TASK DETAILS >> Below this line is a set of entries; quote exactly the lines from the line that contains "Target: circular stone planter" to the line that contains "Target: golden sphere on top", both lines included.

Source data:
******

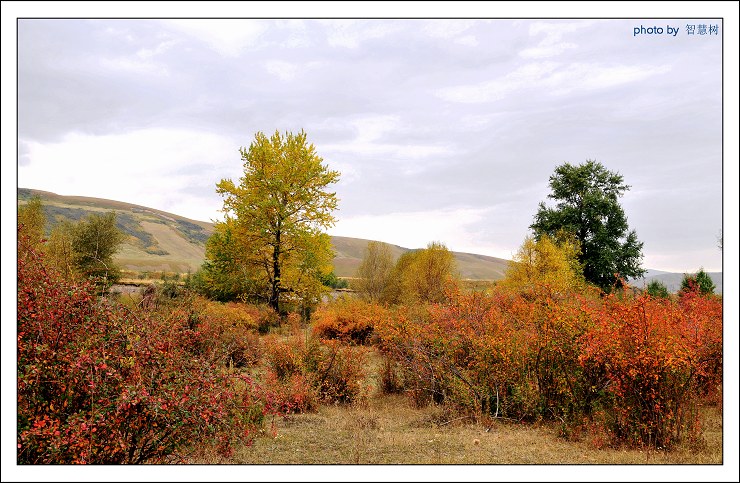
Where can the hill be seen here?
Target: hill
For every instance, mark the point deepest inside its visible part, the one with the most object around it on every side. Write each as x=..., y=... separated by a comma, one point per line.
x=161, y=241
x=672, y=281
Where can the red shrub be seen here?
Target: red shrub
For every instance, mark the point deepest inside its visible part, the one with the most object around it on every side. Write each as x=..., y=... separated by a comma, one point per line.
x=100, y=384
x=349, y=320
x=657, y=355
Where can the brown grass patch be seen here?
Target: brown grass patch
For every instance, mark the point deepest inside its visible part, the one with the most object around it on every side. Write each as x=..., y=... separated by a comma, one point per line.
x=388, y=430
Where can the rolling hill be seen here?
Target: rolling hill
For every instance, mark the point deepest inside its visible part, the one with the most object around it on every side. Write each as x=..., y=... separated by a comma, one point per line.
x=160, y=241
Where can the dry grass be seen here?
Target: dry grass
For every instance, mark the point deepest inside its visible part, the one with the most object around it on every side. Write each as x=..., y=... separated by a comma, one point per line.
x=387, y=430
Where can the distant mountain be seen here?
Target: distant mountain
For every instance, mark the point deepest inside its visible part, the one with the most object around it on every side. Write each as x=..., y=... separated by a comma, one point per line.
x=162, y=241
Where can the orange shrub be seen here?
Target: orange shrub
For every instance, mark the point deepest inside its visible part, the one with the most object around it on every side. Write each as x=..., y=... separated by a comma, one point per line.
x=335, y=371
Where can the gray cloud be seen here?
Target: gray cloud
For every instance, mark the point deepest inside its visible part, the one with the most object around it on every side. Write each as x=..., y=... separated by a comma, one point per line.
x=419, y=115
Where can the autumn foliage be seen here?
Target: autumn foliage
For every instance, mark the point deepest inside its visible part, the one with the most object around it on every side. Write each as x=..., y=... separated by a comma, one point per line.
x=348, y=320
x=100, y=383
x=639, y=364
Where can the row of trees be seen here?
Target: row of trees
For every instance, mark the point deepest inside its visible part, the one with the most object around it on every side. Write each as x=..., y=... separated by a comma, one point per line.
x=271, y=246
x=418, y=276
x=82, y=250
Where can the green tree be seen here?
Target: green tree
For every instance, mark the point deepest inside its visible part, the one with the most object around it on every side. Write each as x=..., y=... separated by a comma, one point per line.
x=588, y=207
x=277, y=213
x=226, y=273
x=700, y=281
x=95, y=240
x=374, y=271
x=657, y=289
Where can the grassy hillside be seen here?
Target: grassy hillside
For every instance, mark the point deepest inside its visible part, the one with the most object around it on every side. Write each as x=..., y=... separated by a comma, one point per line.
x=161, y=241
x=156, y=240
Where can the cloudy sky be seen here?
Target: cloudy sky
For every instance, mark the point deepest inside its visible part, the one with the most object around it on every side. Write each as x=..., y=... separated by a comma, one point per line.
x=443, y=129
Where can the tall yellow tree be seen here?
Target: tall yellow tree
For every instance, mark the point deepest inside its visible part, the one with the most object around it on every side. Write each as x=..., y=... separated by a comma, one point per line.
x=422, y=276
x=277, y=214
x=548, y=263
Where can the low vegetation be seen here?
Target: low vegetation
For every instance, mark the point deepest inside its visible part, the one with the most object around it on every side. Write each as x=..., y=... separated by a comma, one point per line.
x=251, y=361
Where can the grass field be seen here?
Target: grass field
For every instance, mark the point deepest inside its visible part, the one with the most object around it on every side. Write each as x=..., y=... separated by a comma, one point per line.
x=389, y=430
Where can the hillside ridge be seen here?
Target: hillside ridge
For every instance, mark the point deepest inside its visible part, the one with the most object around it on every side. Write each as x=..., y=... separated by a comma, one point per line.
x=162, y=241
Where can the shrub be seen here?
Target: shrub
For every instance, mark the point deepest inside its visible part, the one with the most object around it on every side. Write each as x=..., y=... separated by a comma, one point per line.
x=334, y=370
x=347, y=319
x=654, y=353
x=98, y=383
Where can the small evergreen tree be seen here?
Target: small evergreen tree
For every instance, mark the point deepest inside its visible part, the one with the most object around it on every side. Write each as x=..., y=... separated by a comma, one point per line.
x=657, y=289
x=700, y=281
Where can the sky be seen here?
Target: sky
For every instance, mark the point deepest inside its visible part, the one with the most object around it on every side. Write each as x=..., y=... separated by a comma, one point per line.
x=443, y=129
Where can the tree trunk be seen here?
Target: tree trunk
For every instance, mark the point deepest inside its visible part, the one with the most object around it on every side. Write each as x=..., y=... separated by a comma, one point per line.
x=275, y=293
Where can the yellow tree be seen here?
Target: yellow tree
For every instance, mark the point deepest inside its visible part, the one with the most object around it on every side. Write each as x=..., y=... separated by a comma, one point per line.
x=278, y=212
x=546, y=263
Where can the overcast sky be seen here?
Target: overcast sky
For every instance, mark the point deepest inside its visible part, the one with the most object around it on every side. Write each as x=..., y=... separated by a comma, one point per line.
x=442, y=130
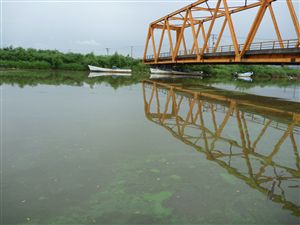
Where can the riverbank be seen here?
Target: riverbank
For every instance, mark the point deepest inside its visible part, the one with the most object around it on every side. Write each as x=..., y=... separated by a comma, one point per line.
x=20, y=58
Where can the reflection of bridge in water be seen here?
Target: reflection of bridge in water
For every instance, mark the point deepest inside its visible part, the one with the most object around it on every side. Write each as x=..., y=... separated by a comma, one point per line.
x=255, y=143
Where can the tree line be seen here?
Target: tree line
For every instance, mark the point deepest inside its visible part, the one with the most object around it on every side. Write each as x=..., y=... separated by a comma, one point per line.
x=30, y=58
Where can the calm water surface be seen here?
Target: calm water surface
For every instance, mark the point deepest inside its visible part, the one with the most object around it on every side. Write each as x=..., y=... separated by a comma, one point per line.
x=148, y=153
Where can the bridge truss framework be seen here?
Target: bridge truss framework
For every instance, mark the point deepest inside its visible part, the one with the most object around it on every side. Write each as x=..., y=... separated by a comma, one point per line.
x=177, y=23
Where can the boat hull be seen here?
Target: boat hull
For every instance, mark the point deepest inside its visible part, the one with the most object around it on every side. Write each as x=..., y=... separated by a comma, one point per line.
x=107, y=70
x=174, y=72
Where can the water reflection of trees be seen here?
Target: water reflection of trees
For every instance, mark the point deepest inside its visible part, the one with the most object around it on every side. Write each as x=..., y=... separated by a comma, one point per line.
x=252, y=141
x=24, y=78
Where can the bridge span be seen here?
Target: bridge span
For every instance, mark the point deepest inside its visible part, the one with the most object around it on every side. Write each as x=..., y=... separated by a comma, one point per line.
x=177, y=30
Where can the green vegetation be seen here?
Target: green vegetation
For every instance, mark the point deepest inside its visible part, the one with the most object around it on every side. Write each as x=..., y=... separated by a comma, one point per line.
x=52, y=59
x=262, y=72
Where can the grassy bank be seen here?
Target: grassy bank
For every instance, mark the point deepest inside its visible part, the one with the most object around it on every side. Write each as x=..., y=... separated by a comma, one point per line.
x=21, y=58
x=52, y=59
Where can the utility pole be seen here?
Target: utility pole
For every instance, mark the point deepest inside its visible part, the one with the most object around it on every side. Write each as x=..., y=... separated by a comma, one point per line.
x=213, y=38
x=107, y=51
x=131, y=51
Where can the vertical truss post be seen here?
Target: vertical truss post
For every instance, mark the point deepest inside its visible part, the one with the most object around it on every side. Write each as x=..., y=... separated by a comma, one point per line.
x=180, y=35
x=197, y=35
x=170, y=39
x=195, y=43
x=255, y=25
x=232, y=32
x=276, y=26
x=210, y=28
x=147, y=43
x=153, y=43
x=220, y=35
x=161, y=39
x=294, y=18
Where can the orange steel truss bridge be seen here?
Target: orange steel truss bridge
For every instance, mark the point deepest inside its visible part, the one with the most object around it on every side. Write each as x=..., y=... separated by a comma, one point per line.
x=187, y=32
x=205, y=121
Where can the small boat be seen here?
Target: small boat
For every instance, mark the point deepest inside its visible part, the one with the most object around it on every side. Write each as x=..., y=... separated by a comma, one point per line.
x=174, y=72
x=104, y=74
x=159, y=71
x=107, y=70
x=170, y=76
x=247, y=74
x=248, y=79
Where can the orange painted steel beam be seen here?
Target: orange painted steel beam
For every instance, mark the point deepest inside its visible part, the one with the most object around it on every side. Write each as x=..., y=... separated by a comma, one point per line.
x=199, y=55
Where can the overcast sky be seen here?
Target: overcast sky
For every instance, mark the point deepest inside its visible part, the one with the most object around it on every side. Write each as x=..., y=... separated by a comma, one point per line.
x=85, y=26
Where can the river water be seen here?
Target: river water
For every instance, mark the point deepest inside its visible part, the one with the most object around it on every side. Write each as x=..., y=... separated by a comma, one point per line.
x=116, y=151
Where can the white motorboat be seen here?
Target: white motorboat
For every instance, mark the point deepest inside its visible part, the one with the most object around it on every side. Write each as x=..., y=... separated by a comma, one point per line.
x=247, y=74
x=248, y=79
x=104, y=74
x=174, y=72
x=107, y=70
x=170, y=76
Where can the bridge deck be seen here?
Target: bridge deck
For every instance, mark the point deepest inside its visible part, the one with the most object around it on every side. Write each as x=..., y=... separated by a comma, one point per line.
x=271, y=52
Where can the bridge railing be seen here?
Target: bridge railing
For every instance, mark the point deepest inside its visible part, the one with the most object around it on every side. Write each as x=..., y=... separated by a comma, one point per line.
x=257, y=46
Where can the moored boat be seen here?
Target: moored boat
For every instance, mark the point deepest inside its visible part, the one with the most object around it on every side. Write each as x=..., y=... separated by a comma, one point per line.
x=174, y=72
x=247, y=74
x=107, y=70
x=104, y=74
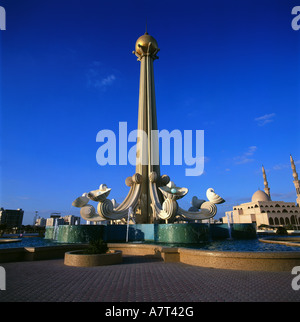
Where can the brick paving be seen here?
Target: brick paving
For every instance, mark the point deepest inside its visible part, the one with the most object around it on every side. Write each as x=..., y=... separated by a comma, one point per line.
x=141, y=279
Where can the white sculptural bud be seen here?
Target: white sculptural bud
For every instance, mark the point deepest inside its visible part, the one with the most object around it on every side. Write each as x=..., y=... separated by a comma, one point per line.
x=103, y=187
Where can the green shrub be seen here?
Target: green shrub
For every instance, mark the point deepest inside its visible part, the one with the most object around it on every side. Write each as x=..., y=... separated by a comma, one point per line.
x=97, y=247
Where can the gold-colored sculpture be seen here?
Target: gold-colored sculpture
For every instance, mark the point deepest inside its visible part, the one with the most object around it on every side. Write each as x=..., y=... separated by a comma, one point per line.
x=152, y=197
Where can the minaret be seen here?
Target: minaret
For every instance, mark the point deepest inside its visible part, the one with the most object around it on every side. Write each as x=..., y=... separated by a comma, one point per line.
x=147, y=158
x=267, y=189
x=296, y=180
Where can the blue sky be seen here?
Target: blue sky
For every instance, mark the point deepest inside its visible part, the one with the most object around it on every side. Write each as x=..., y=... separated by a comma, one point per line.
x=230, y=68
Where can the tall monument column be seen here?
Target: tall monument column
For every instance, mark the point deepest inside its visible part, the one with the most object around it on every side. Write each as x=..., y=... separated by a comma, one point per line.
x=147, y=159
x=296, y=180
x=152, y=197
x=267, y=189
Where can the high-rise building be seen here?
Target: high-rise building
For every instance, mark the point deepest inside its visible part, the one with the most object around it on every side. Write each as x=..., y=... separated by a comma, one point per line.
x=262, y=210
x=11, y=218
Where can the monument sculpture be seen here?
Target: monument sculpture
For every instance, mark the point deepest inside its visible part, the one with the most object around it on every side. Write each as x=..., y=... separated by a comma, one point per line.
x=152, y=196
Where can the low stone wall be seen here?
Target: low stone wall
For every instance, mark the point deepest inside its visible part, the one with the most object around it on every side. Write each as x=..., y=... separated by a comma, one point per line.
x=252, y=261
x=36, y=253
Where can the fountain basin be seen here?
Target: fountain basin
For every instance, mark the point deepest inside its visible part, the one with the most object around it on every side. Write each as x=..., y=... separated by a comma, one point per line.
x=186, y=233
x=80, y=259
x=247, y=261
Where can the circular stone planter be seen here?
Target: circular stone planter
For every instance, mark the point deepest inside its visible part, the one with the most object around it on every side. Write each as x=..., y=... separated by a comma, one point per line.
x=80, y=259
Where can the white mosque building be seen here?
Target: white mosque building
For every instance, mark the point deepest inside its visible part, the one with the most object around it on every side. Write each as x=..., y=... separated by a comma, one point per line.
x=262, y=210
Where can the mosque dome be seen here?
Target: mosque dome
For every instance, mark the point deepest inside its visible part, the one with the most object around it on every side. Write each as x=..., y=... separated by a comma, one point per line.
x=144, y=41
x=260, y=195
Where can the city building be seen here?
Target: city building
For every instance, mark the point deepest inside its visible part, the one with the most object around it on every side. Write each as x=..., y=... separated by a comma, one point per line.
x=11, y=218
x=66, y=220
x=261, y=210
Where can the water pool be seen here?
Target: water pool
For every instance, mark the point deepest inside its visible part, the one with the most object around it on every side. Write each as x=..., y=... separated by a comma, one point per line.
x=249, y=245
x=236, y=245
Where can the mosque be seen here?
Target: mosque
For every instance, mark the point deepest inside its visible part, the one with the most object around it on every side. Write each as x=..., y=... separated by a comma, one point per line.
x=262, y=210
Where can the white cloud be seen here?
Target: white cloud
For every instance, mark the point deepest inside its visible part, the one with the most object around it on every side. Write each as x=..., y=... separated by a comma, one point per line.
x=98, y=78
x=246, y=156
x=265, y=119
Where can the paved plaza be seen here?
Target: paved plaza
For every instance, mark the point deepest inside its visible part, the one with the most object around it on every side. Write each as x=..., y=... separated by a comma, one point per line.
x=141, y=279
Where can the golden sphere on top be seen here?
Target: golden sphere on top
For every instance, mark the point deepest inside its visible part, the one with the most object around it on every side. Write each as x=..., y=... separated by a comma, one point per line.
x=144, y=41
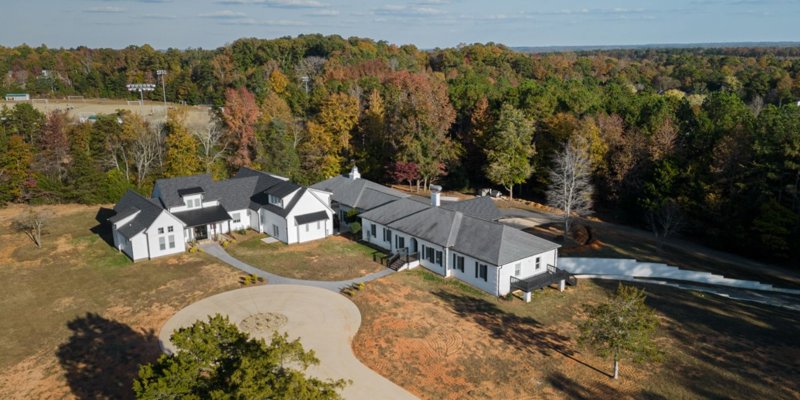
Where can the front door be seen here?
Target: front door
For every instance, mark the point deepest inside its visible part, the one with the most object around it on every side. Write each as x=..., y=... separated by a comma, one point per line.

******

ANSWER FOR THE TASK >>
Target: circular stone planter
For every instance, mark the point deepest inside its visible part, the one with the most object around it on every side. Write each as x=..., y=... separated by a comma, one point per line.
x=80, y=259
Where can the white mosque building be seen here?
Target: white mosque building
For every instance, mark the point deepest inside its visible part, the one with the most object around it on every side. Write each as x=..., y=... separated by a comma, one point per line.
x=262, y=210
Where can the mosque dome be seen here?
Target: mosque dome
For every instance, mark the point deepest inside its visible part, the one with the most object around it on every side. Write each as x=..., y=... separated by a comma, one point per line.
x=144, y=41
x=260, y=195
Where can the city building be seen here?
Target: city building
For every instance, mark the point deepest inside its visible part, the one with the most object around it on every side. Write each as x=..., y=... separated by a comma, one point per line.
x=11, y=218
x=66, y=220
x=261, y=210
Where can the water pool be seen here?
Target: water pool
For every instance, mark the point deepest inside its visible part, the one with the most object around it on every side. Write each as x=..., y=... separated by a comma, one point per line.
x=249, y=245
x=236, y=245
Where can the mosque be seen here?
Target: mosque
For every instance, mark the point deepest inside its visible part, the one with the most object around it on every side. Write each as x=..., y=... separated by a comma, one point per line.
x=262, y=210
Where can the white cloud be seen here?
Target: white cloud
For every instance, mark the point deepest inside its visible part, the one with the most object around it on every side. Write each as x=..., y=... separated by a comma, one point per line.
x=98, y=78
x=246, y=156
x=265, y=119
Where can the paved plaza be seen here?
Target: paved plaza
For every instance, mark the point deepest inside its visible part, the one with the most object around it on every side. Write each as x=..., y=... separated by a comma, one point per line.
x=141, y=279
Where can the golden sphere on top be seen here?
Target: golden sphere on top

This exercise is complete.